-- START --

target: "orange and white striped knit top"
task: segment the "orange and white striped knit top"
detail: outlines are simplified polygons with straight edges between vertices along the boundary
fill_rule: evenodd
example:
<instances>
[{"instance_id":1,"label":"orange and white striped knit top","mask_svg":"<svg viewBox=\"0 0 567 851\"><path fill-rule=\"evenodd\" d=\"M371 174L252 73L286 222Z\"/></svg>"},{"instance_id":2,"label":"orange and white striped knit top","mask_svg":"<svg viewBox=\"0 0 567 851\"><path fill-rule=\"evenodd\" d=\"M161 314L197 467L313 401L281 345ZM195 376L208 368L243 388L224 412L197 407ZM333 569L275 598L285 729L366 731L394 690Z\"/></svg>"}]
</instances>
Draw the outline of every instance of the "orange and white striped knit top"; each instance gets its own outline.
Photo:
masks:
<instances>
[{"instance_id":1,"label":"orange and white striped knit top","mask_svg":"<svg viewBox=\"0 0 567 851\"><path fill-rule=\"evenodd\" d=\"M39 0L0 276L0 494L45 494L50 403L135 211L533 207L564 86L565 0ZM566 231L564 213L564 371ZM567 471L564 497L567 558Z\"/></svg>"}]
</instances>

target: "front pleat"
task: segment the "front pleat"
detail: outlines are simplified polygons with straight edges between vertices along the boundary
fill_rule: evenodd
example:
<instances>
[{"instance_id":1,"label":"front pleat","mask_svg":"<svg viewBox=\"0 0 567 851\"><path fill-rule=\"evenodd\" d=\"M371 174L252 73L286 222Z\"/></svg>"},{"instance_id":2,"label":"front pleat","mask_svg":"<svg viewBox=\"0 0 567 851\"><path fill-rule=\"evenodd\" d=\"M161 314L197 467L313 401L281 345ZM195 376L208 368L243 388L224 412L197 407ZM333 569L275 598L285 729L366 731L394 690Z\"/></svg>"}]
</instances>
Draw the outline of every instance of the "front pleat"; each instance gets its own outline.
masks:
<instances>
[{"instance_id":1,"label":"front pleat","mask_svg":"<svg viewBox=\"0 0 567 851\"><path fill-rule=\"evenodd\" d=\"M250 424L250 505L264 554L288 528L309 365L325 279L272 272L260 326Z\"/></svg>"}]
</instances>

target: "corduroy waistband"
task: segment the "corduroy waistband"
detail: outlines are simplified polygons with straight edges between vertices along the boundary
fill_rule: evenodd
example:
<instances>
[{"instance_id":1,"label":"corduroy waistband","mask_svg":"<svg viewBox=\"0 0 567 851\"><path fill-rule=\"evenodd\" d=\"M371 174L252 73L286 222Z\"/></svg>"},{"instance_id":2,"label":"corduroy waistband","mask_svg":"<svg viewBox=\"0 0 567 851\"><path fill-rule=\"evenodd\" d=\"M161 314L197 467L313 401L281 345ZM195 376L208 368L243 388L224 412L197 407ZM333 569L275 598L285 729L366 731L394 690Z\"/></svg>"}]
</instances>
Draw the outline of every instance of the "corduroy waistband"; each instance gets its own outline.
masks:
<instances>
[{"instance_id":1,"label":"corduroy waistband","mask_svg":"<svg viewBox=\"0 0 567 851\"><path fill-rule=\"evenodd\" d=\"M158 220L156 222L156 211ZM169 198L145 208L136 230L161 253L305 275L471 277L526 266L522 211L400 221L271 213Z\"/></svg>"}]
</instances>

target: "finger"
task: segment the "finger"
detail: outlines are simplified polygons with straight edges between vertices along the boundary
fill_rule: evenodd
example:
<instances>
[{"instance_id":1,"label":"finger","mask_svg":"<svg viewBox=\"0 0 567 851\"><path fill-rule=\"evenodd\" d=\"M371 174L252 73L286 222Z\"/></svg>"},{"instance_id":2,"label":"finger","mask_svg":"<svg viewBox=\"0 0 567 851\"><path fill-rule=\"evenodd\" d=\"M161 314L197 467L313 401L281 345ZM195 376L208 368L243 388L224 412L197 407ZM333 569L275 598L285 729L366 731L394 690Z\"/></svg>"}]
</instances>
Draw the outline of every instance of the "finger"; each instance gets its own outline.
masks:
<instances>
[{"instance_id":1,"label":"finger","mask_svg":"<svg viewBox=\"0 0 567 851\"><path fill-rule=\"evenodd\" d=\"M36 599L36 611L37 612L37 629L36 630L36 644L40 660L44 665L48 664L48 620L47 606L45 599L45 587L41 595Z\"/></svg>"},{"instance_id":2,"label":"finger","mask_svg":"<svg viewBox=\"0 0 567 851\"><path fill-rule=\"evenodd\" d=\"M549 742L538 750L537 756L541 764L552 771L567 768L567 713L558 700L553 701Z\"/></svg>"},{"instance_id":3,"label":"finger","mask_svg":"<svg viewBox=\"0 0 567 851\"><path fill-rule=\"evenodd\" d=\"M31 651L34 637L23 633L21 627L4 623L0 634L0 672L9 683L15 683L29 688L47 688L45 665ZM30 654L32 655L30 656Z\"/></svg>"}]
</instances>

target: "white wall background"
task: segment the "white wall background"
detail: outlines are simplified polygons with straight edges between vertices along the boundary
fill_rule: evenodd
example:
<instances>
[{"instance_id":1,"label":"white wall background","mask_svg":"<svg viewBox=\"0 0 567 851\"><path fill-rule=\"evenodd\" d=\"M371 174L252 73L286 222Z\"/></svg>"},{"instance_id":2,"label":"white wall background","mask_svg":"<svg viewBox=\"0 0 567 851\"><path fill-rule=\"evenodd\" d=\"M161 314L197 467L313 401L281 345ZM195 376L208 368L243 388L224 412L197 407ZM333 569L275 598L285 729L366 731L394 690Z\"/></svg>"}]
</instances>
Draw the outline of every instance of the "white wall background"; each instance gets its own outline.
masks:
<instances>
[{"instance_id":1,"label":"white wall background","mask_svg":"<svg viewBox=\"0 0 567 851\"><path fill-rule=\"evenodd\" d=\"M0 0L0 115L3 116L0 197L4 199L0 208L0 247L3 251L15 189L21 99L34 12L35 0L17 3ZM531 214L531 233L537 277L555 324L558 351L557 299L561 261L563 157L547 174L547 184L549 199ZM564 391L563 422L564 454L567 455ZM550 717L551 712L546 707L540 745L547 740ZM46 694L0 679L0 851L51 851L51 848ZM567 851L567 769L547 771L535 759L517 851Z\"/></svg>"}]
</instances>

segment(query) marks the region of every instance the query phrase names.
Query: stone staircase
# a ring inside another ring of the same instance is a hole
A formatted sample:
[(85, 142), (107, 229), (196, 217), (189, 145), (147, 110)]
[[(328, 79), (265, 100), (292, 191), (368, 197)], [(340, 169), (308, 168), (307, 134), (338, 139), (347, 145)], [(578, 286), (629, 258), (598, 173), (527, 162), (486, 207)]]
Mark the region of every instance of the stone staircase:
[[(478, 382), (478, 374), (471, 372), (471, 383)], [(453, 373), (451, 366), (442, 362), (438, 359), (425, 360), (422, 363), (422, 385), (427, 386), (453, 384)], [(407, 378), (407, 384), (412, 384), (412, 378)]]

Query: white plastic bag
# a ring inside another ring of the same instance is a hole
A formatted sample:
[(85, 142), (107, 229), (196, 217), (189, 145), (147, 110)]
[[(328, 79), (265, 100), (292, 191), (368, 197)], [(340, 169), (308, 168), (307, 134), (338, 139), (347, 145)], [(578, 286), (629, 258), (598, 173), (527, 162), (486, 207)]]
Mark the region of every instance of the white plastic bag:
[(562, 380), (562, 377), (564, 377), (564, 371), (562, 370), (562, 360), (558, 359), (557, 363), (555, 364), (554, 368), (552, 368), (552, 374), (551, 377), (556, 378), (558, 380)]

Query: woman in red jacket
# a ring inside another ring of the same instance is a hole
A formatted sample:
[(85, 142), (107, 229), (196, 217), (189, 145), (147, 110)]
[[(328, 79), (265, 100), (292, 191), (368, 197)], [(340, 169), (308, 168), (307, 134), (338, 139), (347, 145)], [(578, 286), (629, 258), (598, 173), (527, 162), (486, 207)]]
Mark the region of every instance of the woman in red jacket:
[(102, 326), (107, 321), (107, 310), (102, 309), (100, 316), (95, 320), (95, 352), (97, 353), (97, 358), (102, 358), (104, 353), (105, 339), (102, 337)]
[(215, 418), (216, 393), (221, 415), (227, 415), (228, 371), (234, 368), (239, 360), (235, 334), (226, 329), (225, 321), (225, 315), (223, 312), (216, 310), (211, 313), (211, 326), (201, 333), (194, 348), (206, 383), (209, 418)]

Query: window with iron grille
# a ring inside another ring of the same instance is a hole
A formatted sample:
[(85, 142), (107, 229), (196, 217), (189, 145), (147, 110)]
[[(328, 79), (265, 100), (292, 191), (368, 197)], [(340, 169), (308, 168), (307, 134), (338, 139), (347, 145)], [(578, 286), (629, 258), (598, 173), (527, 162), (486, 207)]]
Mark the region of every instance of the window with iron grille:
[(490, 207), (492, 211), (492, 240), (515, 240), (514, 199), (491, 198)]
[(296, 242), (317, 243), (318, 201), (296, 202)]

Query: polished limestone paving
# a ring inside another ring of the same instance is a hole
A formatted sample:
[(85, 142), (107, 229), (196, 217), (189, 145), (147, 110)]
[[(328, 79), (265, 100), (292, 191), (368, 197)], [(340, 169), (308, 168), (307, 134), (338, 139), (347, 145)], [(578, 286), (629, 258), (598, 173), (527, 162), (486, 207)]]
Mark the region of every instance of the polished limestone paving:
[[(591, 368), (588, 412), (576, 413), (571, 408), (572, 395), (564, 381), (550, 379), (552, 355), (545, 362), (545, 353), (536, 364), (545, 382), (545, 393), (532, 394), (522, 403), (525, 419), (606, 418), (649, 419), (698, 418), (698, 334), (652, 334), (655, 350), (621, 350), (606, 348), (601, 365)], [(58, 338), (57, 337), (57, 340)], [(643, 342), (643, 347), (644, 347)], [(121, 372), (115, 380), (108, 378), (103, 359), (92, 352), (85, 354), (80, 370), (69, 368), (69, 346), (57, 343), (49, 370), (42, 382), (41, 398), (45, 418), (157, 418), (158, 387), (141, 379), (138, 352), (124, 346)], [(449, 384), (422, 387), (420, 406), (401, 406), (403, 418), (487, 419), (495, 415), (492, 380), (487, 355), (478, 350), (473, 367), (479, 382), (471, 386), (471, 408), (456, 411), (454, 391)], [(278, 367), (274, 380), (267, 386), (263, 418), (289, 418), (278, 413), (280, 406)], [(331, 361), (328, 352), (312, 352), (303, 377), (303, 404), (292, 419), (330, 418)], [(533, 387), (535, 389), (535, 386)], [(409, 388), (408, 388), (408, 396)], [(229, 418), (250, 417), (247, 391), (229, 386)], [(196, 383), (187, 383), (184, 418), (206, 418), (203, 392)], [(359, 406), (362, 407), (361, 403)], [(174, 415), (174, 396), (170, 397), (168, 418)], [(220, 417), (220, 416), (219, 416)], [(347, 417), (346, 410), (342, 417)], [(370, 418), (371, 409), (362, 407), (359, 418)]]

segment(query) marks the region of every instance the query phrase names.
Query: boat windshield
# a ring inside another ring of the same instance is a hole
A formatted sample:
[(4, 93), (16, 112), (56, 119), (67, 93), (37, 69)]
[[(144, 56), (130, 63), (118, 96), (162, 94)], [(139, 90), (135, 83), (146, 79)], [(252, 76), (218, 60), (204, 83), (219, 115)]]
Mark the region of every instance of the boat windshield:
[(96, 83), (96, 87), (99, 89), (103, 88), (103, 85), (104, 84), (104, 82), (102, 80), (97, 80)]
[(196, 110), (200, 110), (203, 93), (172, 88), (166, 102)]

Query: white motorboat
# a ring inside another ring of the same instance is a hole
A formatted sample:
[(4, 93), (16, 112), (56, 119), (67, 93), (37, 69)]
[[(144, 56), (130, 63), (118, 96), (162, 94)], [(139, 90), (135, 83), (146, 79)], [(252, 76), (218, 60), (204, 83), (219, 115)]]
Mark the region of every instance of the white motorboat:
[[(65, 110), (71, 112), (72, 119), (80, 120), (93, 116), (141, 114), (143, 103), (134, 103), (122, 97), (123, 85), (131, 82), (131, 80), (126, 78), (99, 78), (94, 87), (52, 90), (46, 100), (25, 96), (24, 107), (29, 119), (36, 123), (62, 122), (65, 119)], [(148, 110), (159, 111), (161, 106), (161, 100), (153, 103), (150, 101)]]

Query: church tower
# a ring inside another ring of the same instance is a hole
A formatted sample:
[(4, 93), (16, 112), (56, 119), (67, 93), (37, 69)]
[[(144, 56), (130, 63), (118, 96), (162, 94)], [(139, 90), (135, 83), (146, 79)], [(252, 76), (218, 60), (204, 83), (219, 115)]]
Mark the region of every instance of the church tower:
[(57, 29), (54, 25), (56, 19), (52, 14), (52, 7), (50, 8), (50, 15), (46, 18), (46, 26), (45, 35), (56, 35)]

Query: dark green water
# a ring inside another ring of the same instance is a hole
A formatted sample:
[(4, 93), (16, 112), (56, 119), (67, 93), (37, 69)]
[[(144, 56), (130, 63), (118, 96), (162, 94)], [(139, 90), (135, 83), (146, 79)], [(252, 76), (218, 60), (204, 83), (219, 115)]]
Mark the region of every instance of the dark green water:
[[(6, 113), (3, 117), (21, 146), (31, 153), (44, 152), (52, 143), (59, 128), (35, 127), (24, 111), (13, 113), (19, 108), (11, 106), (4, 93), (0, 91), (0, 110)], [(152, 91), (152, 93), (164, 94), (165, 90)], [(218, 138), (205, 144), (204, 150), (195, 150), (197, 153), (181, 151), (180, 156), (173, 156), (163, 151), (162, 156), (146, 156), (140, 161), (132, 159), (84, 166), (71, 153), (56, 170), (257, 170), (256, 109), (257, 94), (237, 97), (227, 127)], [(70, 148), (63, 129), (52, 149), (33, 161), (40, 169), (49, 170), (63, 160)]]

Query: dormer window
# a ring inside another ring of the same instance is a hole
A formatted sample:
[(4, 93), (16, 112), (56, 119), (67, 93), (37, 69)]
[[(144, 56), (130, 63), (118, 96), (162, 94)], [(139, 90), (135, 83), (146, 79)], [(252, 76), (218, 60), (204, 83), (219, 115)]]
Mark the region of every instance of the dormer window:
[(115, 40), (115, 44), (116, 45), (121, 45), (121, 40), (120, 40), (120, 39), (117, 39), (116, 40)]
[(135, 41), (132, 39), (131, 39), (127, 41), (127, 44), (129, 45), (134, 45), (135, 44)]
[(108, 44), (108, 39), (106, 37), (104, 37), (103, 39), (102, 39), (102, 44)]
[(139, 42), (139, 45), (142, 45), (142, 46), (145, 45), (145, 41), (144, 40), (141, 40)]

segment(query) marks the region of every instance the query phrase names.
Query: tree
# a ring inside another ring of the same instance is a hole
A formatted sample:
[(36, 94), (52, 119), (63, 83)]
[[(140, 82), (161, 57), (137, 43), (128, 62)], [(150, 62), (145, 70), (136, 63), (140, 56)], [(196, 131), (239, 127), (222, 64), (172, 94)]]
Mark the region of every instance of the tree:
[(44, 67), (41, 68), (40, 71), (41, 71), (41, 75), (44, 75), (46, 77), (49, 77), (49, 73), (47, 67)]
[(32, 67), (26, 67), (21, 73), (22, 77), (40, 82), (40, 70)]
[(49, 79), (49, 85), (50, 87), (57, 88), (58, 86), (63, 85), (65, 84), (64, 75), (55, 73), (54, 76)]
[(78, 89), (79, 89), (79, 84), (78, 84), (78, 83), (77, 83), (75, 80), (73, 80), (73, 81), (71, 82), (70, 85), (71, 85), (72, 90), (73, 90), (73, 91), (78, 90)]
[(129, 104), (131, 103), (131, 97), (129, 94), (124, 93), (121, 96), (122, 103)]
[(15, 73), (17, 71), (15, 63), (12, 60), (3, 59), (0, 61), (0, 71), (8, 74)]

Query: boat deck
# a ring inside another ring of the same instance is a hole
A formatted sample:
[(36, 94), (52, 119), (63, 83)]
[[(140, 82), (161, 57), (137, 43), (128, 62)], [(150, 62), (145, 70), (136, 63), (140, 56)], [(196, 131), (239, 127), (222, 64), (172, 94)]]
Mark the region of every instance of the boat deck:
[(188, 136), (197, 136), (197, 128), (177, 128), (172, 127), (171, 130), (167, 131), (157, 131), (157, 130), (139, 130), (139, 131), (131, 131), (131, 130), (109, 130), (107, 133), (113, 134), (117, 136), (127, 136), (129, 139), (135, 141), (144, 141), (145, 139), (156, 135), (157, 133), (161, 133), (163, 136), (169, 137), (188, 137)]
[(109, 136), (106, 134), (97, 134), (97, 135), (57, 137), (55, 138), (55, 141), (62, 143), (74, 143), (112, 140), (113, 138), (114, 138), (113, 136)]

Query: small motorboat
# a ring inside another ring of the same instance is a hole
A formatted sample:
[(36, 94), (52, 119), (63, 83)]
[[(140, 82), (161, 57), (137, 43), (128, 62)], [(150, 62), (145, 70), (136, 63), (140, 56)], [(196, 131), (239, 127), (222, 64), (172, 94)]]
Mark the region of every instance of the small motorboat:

-- END --

Problem requirements: Can you echo every line above verbatim, from the one containing "Query: woman in red jacket" down through the one containing "[(296, 242), (317, 243), (318, 201), (296, 202)]", including both of those lines?

Result of this task:
Query: woman in red jacket
# a ring inside another ring of the same instance is a hole
A formatted sample:
[(85, 142), (107, 229), (196, 217), (189, 145), (147, 110)]
[[(328, 79), (265, 100), (292, 191), (368, 197)], [(340, 169), (308, 168), (307, 134), (338, 139), (347, 145)], [(578, 286), (629, 258), (598, 173), (527, 162), (486, 207)]]
Mark the region of every instance of the woman in red jacket:
[(102, 326), (107, 321), (107, 310), (102, 309), (100, 316), (95, 320), (95, 352), (97, 353), (97, 358), (102, 358), (104, 353), (105, 339), (102, 337)]
[(215, 418), (216, 393), (221, 415), (227, 415), (228, 371), (234, 368), (239, 360), (235, 334), (226, 329), (225, 321), (225, 315), (223, 312), (216, 310), (211, 313), (211, 326), (201, 333), (194, 348), (206, 383), (209, 418)]

Query: window with iron grille
# a ring inside another ring of the same instance is a hole
A formatted sample:
[(85, 142), (107, 229), (196, 217), (189, 145), (147, 110)]
[[(328, 79), (265, 100), (292, 191), (368, 197)], [(340, 169), (308, 168), (307, 134), (338, 139), (347, 145)], [(578, 286), (629, 258), (598, 173), (527, 162), (486, 207)]]
Mark the region of every instance of the window with iron grille:
[(490, 207), (492, 211), (492, 240), (515, 240), (514, 199), (491, 198)]
[(296, 242), (317, 243), (318, 201), (296, 202)]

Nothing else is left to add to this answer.